**SET OF TASKS:**
a - Answer these questions about the dataset import guide, one answer per line, marked the same way:
(i) Which GitHub issue number does the guide address?
(ii) What does the decision matrix recommend for maximum performance?
(iii) What does the Analysis-Only approach do without?
b - Summarize the dataset import guide in two sentences.
c - From the dataset import guide, extract the passage starting at "When to Use" and ending at "projects (shared database)", word for word.

**EXCERPT PROVIDED:**
============================================================
Dataset Import Guide

Overview

This guide addresses GitHub Issue #116: “Add functionality to pick up existing datasets” by providing two distinct approaches for working with existing simulation data in EasyVVUQ:

  1. Campaign Creation: Import data to create full EasyVVUQ campaigns

  2. Analysis-Only: Direct analysis without campaign overhead

Quick Start: Choose Your Approach

Decision Matrix

Your Goal

Recommended Approach

Quick analysis of existing results

Analysis-Only

Building UQ workflow

Campaign Creation

Need both flexibility and organization

Hybrid

Maximum performance

Analysis-Only

Collaborative project

Campaign Creation

Custom analysis + future expansion

Hybrid

Approach 1: Campaign Creation + Analysis

When to Use

  • Building ongoing UQ workflows

  • Need to add more runs or resample

  • Want full parameter management

  • Using EasyVVUQ sampling methods

  • Collaborative projects (shared database)
============================================================
**DATA EXCERPT:**
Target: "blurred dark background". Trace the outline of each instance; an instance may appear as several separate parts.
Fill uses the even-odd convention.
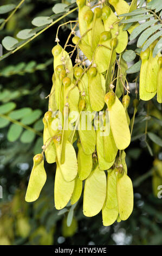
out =
[[[18,2],[5,0],[1,1],[1,4],[17,5]],[[31,24],[33,19],[53,15],[52,8],[57,3],[60,1],[26,0],[0,31],[1,42],[6,36],[16,37],[22,29],[34,28]],[[64,3],[71,3],[70,1]],[[1,14],[0,19],[5,19],[8,15]],[[150,142],[153,153],[151,156],[144,142],[144,136],[139,135],[144,133],[148,120],[148,130],[155,130],[161,136],[161,123],[155,122],[152,118],[147,119],[145,102],[140,102],[133,141],[126,150],[128,173],[133,181],[134,192],[134,210],[128,220],[115,222],[111,227],[103,227],[101,213],[91,218],[83,216],[82,197],[75,209],[72,223],[68,227],[67,212],[61,214],[61,212],[54,207],[56,166],[47,162],[45,164],[48,179],[41,196],[33,203],[24,200],[33,157],[34,154],[41,152],[43,144],[42,120],[48,110],[48,101],[45,97],[49,94],[52,86],[51,49],[55,44],[56,30],[59,24],[76,19],[77,15],[77,12],[74,12],[0,62],[1,105],[14,102],[14,111],[30,108],[31,113],[37,110],[33,121],[26,124],[38,132],[30,131],[32,135],[28,133],[29,138],[25,141],[23,133],[28,130],[23,129],[15,139],[10,127],[12,122],[0,115],[0,185],[3,188],[3,198],[0,199],[0,245],[161,244],[162,198],[157,198],[154,187],[156,182],[160,184],[161,182],[162,185],[162,150]],[[66,26],[60,29],[59,39],[62,45],[68,37],[69,28]],[[7,52],[3,48],[3,54]],[[133,75],[128,76],[129,82],[133,79]],[[128,108],[131,117],[133,113],[133,91],[131,97],[131,95]],[[157,106],[153,100],[150,106],[150,115],[161,120],[160,104]],[[18,119],[15,112],[14,118],[14,112],[12,115],[10,113],[7,111],[4,114],[23,123],[23,117]],[[69,208],[68,205],[67,209],[69,210]]]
============================================================
**ANSWERS TO EACH TASK:**
a -
(i) Issue #116
(ii) Analysis-Only
(iii) Campaign overhead

b - The dataset import guide addresses GitHub Issue #116 with two ways to work with existing simulation data in EasyVVUQ: importing it to create full campaigns, or analyzing it directly without campaign overhead. A decision matrix matches goals to Analysis-Only, Campaign Creation, or a hybrid, and Campaign Creation is advised for ongoing UQ workflows, adding runs or resampling, full parameter management, EasyVVUQ sampling methods, and collaborative projects with a shared database.

c -
When to Use

  • Building ongoing UQ workflows

  • Need to add more runs or resample

  • Want full parameter management

  • Using EasyVVUQ sampling methods

  • Collaborative projects (shared database)